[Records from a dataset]
┄┄┄┄┄┄┄┄┄┄┄┄┄┄┄┄┄┄┄┄

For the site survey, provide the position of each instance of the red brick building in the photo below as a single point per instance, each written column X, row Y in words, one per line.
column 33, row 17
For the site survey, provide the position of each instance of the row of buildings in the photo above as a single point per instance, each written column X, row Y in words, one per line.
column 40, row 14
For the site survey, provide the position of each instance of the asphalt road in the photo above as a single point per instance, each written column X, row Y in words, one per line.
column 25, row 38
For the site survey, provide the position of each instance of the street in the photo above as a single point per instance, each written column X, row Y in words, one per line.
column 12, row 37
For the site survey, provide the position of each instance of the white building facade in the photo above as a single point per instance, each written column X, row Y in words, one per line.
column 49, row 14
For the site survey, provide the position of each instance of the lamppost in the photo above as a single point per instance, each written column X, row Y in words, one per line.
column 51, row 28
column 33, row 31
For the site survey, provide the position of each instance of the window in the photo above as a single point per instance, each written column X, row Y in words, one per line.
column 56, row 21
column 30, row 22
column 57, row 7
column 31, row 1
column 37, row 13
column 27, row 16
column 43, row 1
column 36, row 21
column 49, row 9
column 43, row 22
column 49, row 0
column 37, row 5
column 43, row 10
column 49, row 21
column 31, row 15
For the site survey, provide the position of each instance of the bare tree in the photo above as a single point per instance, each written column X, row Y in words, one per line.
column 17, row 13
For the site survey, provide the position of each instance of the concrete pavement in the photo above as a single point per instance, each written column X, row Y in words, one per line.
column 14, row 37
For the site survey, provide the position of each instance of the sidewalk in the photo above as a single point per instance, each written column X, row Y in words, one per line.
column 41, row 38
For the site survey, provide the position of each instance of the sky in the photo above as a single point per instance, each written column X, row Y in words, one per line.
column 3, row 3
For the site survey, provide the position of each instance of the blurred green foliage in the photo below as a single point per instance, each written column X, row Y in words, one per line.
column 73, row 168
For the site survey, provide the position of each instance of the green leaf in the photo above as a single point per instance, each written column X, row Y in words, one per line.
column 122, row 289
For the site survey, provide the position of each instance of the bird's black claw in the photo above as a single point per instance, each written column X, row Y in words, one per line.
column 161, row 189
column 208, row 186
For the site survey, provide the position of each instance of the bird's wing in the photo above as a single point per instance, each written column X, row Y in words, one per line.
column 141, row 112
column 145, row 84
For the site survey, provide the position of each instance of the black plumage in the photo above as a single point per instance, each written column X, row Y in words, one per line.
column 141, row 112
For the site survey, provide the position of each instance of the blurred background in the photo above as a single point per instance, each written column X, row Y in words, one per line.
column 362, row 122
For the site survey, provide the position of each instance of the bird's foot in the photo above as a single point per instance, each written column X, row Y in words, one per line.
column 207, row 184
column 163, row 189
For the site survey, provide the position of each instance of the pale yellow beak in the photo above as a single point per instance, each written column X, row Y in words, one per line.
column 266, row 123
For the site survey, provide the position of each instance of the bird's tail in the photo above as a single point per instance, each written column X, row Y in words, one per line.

┄┄┄┄┄┄┄┄┄┄┄┄┄┄┄┄┄┄┄┄

> Stated problem:
Return the lines of the material above, unchanged, from the line with "of the pale" up to and including the line with "column 266, row 123".

> Expected output:
For the site survey, provide the position of each instance of the pale yellow beak in the photo above as a single point per instance, each written column X, row Y in words, one per line.
column 266, row 123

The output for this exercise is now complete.